Обновите отрывок текста о споре Ярцева и Колышко. Приведите его заново, начиная со слов «Хлестаков, Тартюф, Скалозуб» и далее до слов «известный живой человек.», и замените «Ишимов» на «герой пьесы».

◆ Текст для чтения
-------------------------

Книга Реформатор после реформ. С. Ю. Витте и российское общество. 1906-1915 годы, страница 58. Автор книги Элла Сагинадзе

Разделитель для чтения книг в онлайн библиотеке

Онлайн книга «Реформатор после реформ. С. Ю. Витте и российское общество. 1906-1915 годы»

Cтраница 58

Среди откликов театральной печати резкостью оценок выделялась рецензия П.М. Ярцева. Недовольство известного киевского критика вызвал сам жанр «политического памфлета», несовместимый, по его мнению, с традиционной театральной сценой. После киевской премьеры он писал:

«Большой человек» ‹…› со всей бесконечной пошлостью слов и поступков – должен изображать всем известного государственного деятеля, живого человека. Живого – живущего!!! Это – театр? Об искусстве на нем не может быть и речи. Для искусства душа человеческая – тайна Божия, в которую с великим подвижничеством, великим мучительством оно стремится проникнуть – не для оправдания, не для обвинения, а для молитвы. ‹…› Невозможно было переносить всего, что делал и говорил на сцене оболганный Колышко живой человек, – так, невозможно было слышать слов о народе, что придумал он, и оскорбительно видеть карты «великой страны» в кабинете «большого человека», что развесил он [Колышко. – Э.С.]. Но соберет страна весь вкус, страна театра, что не может видеть, как оплевывается живой человек, соберет и изгонит пьесу памфлетную со сцены [678].

Об этой статье пишет в мемуарах и сам Колышко – по-видимому, нелицеприятная критика Ярцева его задела [679]. В письме в редакцию либеральной «Киевской мысли» драматург попросил Ярцева пояснить свою позицию. Разве сатира подходит к душе человеческой с молитвой? А как же тогда Гоголь, Мольер? Что имеет в виду критик – продолжал Колышко, – говоря, будто главный герой пьесы «оболган»? Главный же вопрос – обращался он к Ярцеву, – в чем тогда секрет успеха пьесы? [680] В этом же номере редакция поместила и ответ Ярцева:

Хлестаков, Тартюф, Скалозуб не существовали – так, как существует Колышко и живой человек, которого он взял для своей пьесы. ‹…› Нельзя считать памфлет художеством потому, что противно художеству то отношение к живой человеческой душе, к ее тайне, какое в памфлете. ‹…› Успех пьесы Колышко в том, что публика ходит смотреть «живого современника», и в зазывательных афишах. «Оболган» в ней живой человек тем, что Колышко стал за него поступать, говорить, произносить речи, придумал для него Иру, офицера, Ирину маму и т. п., – для своего дурного дела, чуждого искусству, не постеснялся так поступить с душой человеческой – перед искусством тайной и молитвой [681].

Для Ярцева тоже было очевидно, что Ишимов – не вымышленный персонаж, а всем известный живой человек.

-------------------------

◆ Выдержки из данных
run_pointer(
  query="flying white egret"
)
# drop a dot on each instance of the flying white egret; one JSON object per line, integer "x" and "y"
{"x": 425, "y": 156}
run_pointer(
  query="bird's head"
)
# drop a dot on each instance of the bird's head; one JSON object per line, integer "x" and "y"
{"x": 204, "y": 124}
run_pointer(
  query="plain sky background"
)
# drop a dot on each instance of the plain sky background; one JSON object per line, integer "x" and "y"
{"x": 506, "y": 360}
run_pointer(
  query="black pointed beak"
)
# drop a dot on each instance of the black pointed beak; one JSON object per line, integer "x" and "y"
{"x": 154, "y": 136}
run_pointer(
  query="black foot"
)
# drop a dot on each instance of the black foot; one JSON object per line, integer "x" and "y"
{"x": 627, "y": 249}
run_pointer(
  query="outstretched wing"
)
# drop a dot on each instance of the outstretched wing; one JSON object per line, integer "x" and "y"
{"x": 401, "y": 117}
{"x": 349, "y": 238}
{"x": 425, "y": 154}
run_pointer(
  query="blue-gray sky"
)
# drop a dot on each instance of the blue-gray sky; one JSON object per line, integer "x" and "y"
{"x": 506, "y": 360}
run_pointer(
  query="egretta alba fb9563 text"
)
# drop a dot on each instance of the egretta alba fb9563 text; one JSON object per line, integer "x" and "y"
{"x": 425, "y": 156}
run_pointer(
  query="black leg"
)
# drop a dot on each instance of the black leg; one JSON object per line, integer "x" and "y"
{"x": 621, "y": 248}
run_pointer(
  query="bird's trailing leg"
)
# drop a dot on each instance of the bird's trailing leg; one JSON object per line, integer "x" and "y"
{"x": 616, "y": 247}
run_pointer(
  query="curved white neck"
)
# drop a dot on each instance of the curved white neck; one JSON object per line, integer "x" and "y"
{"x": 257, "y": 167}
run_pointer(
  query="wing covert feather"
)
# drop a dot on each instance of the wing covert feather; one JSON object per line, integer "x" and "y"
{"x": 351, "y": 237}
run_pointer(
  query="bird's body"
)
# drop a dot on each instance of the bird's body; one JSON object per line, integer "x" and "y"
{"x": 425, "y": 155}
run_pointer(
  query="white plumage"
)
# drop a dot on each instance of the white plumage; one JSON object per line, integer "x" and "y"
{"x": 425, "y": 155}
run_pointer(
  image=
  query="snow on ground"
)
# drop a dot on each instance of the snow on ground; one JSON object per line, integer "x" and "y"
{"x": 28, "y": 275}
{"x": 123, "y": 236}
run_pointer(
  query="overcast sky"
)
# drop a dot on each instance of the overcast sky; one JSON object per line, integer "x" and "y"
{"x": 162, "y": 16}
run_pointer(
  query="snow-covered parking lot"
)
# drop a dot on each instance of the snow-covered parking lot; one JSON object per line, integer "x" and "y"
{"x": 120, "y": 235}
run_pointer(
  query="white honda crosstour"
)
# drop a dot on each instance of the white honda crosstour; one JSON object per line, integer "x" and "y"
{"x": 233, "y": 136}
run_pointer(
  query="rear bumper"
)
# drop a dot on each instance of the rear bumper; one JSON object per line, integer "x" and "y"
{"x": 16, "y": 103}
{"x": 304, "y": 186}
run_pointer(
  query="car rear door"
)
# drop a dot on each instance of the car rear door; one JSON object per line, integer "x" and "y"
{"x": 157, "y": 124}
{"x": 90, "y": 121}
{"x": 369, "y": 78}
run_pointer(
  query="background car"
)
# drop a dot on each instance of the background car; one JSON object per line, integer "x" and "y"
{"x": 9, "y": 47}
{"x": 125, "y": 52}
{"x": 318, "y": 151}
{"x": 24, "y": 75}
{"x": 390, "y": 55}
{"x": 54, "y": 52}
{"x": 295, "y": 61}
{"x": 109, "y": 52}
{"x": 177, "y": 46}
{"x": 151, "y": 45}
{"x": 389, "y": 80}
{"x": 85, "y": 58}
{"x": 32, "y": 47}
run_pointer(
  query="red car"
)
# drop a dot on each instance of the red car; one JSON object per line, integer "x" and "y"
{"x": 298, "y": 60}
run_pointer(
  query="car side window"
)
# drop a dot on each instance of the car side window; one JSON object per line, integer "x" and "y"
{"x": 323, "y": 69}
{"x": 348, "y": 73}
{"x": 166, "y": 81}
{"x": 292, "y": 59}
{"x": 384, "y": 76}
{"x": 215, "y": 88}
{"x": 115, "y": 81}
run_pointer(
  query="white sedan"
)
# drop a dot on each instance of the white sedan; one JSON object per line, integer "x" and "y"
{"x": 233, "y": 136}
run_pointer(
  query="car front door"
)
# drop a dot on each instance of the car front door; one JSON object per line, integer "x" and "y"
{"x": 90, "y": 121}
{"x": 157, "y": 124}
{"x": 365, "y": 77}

-------------------------

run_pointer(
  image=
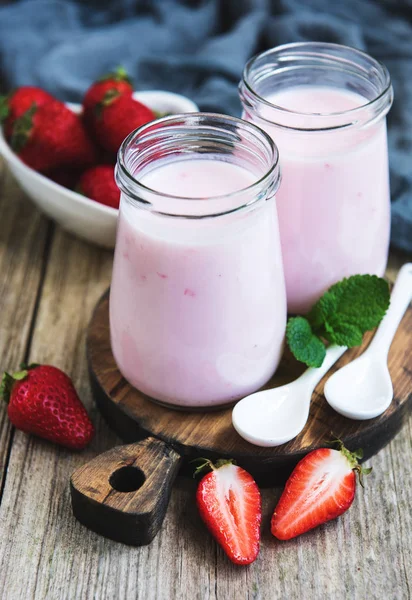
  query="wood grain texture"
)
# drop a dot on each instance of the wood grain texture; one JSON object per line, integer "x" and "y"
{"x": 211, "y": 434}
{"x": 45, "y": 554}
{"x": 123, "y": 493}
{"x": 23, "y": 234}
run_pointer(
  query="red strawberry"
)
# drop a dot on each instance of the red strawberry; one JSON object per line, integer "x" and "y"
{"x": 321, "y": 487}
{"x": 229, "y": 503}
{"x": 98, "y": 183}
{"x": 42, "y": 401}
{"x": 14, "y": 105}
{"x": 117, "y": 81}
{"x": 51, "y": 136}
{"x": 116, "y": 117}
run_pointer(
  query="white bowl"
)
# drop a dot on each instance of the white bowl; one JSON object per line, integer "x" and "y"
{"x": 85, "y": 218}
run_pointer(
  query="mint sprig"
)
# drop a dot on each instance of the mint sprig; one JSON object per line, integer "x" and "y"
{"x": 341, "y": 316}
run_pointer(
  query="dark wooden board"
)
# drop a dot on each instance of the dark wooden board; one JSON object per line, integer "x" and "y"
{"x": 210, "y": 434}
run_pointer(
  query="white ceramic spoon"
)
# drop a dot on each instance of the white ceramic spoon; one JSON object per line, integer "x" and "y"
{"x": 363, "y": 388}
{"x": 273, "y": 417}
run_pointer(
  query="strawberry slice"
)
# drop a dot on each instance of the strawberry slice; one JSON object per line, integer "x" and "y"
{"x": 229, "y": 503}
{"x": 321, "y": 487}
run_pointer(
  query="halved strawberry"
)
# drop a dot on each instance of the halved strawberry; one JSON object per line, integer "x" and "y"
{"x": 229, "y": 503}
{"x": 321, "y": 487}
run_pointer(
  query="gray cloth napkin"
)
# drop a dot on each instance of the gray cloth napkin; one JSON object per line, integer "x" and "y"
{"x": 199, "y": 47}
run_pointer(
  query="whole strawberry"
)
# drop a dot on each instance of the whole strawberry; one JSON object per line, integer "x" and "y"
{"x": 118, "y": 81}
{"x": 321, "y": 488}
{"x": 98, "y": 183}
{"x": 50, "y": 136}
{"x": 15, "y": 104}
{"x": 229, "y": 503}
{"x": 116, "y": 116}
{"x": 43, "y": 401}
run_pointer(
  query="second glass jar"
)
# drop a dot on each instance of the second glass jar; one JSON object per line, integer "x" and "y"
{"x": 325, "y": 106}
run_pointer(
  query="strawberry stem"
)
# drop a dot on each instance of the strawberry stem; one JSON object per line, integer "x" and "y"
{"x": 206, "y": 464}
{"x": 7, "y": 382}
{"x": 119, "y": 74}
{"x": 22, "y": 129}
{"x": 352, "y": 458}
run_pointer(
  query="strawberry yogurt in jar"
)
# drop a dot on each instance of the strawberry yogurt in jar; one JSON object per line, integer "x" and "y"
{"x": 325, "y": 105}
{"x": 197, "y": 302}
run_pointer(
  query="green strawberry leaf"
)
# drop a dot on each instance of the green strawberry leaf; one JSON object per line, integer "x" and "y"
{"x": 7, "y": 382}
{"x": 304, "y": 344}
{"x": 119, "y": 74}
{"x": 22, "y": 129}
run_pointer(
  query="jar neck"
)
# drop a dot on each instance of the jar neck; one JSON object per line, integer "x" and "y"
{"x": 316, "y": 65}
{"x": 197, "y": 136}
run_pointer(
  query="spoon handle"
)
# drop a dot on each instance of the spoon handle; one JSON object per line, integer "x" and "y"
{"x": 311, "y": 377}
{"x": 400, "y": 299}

-------------------------

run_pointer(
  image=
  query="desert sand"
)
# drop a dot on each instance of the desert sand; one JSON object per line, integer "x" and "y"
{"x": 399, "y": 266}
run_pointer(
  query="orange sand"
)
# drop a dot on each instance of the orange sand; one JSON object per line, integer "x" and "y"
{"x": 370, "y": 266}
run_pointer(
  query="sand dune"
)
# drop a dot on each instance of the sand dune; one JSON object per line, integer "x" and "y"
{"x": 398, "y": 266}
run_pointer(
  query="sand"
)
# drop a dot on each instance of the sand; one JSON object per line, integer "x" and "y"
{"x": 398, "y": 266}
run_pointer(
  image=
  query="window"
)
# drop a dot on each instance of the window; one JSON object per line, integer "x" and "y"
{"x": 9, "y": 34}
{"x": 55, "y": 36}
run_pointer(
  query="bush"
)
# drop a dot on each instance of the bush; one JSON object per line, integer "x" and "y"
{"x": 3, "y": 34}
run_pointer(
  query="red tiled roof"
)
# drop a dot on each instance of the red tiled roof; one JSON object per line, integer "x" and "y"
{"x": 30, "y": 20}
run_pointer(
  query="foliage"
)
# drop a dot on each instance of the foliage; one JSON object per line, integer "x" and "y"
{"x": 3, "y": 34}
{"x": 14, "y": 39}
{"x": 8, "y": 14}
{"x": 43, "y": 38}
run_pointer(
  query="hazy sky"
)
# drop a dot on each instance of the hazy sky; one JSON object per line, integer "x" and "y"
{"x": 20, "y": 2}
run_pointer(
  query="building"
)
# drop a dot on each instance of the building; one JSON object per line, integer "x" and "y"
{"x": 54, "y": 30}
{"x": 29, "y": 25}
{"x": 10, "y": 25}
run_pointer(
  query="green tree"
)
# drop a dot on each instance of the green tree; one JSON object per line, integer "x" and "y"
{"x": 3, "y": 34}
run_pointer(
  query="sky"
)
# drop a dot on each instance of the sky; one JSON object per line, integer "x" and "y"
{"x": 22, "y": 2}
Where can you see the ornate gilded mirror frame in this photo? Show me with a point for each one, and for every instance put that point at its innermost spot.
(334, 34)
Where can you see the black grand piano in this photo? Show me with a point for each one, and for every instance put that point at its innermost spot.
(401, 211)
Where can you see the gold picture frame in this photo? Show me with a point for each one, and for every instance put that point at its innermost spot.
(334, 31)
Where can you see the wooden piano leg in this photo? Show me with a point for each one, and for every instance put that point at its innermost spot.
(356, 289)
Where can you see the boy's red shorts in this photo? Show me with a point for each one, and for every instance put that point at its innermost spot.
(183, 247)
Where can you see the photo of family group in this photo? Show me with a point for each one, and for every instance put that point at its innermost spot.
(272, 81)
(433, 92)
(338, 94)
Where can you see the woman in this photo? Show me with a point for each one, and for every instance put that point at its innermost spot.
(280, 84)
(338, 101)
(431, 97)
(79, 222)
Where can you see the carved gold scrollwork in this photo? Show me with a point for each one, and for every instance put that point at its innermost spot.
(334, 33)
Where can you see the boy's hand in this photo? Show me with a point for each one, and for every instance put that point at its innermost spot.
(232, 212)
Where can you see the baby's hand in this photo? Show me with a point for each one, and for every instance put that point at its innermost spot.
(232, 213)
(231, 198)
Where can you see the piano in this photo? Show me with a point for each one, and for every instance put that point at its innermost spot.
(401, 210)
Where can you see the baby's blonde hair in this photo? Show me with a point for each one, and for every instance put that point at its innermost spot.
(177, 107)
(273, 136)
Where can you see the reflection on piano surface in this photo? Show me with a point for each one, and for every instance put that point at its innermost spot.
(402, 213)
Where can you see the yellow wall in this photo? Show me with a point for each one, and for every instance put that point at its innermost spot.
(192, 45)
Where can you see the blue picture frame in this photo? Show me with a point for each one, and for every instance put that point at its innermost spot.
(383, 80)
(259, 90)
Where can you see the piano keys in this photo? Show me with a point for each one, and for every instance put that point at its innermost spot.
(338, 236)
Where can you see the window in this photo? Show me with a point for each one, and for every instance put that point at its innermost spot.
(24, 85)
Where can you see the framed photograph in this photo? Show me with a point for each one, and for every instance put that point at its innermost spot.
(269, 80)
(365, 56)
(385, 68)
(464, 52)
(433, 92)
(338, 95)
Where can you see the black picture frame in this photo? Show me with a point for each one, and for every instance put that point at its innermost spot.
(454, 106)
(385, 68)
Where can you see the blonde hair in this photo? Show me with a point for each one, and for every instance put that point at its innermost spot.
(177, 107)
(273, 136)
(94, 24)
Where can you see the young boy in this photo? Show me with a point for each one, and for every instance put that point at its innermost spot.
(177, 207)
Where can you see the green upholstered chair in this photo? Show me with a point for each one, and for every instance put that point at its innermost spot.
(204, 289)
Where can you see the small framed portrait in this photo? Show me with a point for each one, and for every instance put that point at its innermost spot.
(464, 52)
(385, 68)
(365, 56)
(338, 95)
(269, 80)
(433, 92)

-------------------------

◆ Результат задания
Хлестаков, Тартюф, Скалозуб не существовали – так, как существует Колышко и живой человек, которого он взял для своей пьесы. ‹…› Нельзя считать памфлет художеством потому, что противно художеству то отношение к живой человеческой душе, к ее тайне, какое в памфлете. ‹…› Успех пьесы Колышко в том, что публика ходит смотреть «живого современника», и в зазывательных афишах. «Оболган» в ней живой человек тем, что Колышко стал за него поступать, говорить, произносить речи, придумал для него Иру, офицера, Ирину маму и т. п., – для своего дурного дела, чуждого искусству, не постеснялся так поступить с душой человеческой – перед искусством тайной и молитвой [681].

Для Ярцева тоже было очевидно, что герой пьесы – не вымышленный персонаж, а всем известный живой человек.